Brief: Copy out the following material line for line, changing nothing.

------------------------------------------------------------

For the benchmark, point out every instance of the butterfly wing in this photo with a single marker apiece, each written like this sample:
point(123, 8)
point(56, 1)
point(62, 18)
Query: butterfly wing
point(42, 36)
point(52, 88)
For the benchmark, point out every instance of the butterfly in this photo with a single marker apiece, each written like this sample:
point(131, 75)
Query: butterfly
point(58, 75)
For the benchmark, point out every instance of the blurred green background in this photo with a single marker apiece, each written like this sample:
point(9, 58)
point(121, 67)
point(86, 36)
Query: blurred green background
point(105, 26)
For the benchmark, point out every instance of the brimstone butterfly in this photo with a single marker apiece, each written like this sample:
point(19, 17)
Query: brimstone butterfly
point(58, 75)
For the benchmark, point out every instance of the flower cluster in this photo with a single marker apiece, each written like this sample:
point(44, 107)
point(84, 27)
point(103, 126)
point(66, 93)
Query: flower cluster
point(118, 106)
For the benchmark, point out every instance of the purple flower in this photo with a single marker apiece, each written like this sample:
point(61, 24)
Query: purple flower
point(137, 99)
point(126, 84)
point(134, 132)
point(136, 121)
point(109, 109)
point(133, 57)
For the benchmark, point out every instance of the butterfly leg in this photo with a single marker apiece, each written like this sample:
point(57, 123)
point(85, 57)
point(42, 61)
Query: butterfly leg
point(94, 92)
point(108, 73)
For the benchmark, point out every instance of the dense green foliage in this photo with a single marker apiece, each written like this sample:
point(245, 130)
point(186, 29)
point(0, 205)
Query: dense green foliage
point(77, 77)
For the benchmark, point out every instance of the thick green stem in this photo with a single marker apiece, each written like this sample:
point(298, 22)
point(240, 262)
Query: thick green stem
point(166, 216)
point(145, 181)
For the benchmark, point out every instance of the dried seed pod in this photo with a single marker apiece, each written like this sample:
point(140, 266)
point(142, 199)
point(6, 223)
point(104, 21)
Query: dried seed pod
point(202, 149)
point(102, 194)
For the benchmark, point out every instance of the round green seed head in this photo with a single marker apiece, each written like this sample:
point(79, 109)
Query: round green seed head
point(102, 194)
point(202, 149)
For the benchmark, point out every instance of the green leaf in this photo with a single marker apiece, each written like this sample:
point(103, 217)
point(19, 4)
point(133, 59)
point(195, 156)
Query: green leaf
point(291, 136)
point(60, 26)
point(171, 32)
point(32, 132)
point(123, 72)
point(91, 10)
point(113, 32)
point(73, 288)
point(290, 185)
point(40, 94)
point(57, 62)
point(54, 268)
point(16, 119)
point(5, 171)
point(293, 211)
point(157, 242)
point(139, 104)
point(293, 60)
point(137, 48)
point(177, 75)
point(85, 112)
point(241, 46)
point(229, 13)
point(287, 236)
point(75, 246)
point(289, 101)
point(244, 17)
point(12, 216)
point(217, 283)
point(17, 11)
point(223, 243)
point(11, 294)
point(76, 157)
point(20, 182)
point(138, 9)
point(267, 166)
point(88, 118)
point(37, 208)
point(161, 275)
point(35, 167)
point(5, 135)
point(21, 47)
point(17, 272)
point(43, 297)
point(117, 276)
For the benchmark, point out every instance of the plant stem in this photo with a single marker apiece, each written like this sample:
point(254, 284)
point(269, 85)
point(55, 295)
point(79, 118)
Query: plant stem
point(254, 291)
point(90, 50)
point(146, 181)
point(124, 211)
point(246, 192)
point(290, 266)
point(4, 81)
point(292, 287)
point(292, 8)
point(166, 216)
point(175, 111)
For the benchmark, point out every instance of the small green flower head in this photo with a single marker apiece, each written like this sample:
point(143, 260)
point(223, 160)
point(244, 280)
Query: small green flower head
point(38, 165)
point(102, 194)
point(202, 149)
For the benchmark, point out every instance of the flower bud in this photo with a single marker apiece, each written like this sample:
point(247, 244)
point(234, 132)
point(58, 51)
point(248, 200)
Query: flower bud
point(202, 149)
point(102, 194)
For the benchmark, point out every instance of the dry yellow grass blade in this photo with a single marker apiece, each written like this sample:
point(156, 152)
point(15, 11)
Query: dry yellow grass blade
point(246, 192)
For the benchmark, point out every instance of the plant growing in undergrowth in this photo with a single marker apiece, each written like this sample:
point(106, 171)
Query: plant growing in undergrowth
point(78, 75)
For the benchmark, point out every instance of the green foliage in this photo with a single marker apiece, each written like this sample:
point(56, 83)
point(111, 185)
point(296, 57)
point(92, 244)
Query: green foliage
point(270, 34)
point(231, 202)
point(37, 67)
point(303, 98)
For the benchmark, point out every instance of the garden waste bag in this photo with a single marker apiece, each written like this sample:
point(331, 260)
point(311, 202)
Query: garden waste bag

------------------------------------------------------------

Result for this task:
For the benchmark, point out every instance of the butterfly wing in this photo with a single marker apiece, each written like this sample:
point(123, 8)
point(56, 1)
point(62, 18)
Query: butterfly wing
point(42, 36)
point(52, 88)
For the benchmark, point out every instance of the butterfly in this photo with a single marker apiece, each written like this sample:
point(131, 75)
Query: butterfly
point(58, 75)
For the benchmark, point out every instance of the blurred green background in this photo with a single marker apiece, each written like this sample:
point(9, 58)
point(121, 67)
point(86, 36)
Query: blurred green background
point(105, 26)
For the benchmark, point out every instance of the brimstone butterfly in this photo with a single marker apiece, each written like this sample:
point(19, 17)
Query: brimstone butterfly
point(58, 75)
For the benchmark, point out every instance of the flower cluster in this photo with a single marker apiece, each written like this sample:
point(44, 107)
point(84, 27)
point(103, 126)
point(66, 93)
Query: flower cluster
point(118, 106)
For the benchmark, point out every instance of the purple flower in this photo with a single marker apiece, each written like this sample:
point(61, 24)
Query: purple flower
point(137, 99)
point(126, 84)
point(134, 132)
point(136, 121)
point(109, 109)
point(133, 57)
For the benchmark, point out every instance of the butterfly leg in this photo with a single marker apiece, each written like this sample:
point(57, 123)
point(85, 57)
point(42, 61)
Query: butterfly leg
point(94, 92)
point(108, 73)
For the benchmark, point out every instance of the dense green foliage in this photo with a single marker apiece, each written like this sample:
point(245, 130)
point(186, 29)
point(0, 205)
Query: dense green foliage
point(77, 77)
For the benchmark, point out every instance of the thick green stem in this photo with a single marker apiece, each written like this sample:
point(298, 22)
point(240, 262)
Query: thick green stem
point(166, 216)
point(145, 181)
For the benchmark, point out every instance of the dried seed pod in this photo with a single marker apiece, each written like this sample:
point(140, 266)
point(142, 199)
point(6, 223)
point(104, 21)
Query: dried seed pod
point(202, 149)
point(102, 194)
For the benchmark, point out every instance of the round green seed head in this photo with a single marker apiece, each written like this sample:
point(79, 109)
Query: round green seed head
point(102, 194)
point(202, 149)
For the benchmark, point out every instance of the green leaf in this photo with a single marker apiece, each written like this sample:
point(103, 217)
point(19, 4)
point(133, 59)
point(195, 156)
Query: green leaf
point(291, 136)
point(60, 26)
point(171, 32)
point(32, 132)
point(123, 72)
point(91, 10)
point(113, 32)
point(73, 288)
point(290, 185)
point(40, 94)
point(57, 62)
point(54, 268)
point(16, 119)
point(5, 171)
point(293, 211)
point(157, 242)
point(139, 104)
point(293, 60)
point(137, 48)
point(177, 75)
point(85, 112)
point(241, 46)
point(229, 13)
point(287, 236)
point(75, 246)
point(289, 101)
point(244, 17)
point(12, 216)
point(217, 283)
point(17, 11)
point(223, 243)
point(11, 294)
point(76, 157)
point(20, 182)
point(138, 9)
point(267, 166)
point(88, 118)
point(37, 208)
point(161, 275)
point(35, 167)
point(5, 135)
point(21, 47)
point(17, 272)
point(43, 297)
point(117, 276)
For the benchmark, point out every instance of the plant stem in this photo with a single marker apiece, each written like this sample:
point(254, 284)
point(269, 85)
point(55, 295)
point(79, 118)
Query: plant stem
point(254, 291)
point(90, 50)
point(146, 181)
point(124, 211)
point(246, 192)
point(290, 266)
point(4, 81)
point(292, 287)
point(292, 8)
point(166, 216)
point(175, 111)
For the benchmark, point out every instance of the small green flower head in this photo with a single marker apiece, each written like this sample:
point(143, 260)
point(223, 160)
point(244, 280)
Query: small green flower head
point(38, 165)
point(102, 194)
point(202, 149)
For the benchmark, point out every instance of the flower bud in this photo with a single marker apiece, each written like this sample:
point(247, 244)
point(234, 132)
point(58, 51)
point(248, 200)
Query: flower bud
point(202, 149)
point(102, 194)
For the benchmark, point out every instance of the dry yellow grass blade in this photo with a single marker apiece, each written like this sample:
point(156, 152)
point(15, 11)
Query: dry yellow grass blade
point(246, 192)
For the benchmark, point out every instance of the plant growing in undergrowth in this photo with a single marker apiece, each written like this sample:
point(106, 171)
Query: plant growing in undergrowth
point(78, 75)
For the benchmark, point out every instance of the green foliage in this photo with a single marker apiece, each written like this sample:
point(56, 83)
point(111, 185)
point(296, 57)
point(92, 244)
Query: green foliage
point(270, 34)
point(231, 202)
point(37, 67)
point(303, 98)
For the benchmark, point out every instance of the garden waste bag in this photo with a single marker apiece, each written like this sample:
point(331, 260)
point(311, 202)
Query: garden waste bag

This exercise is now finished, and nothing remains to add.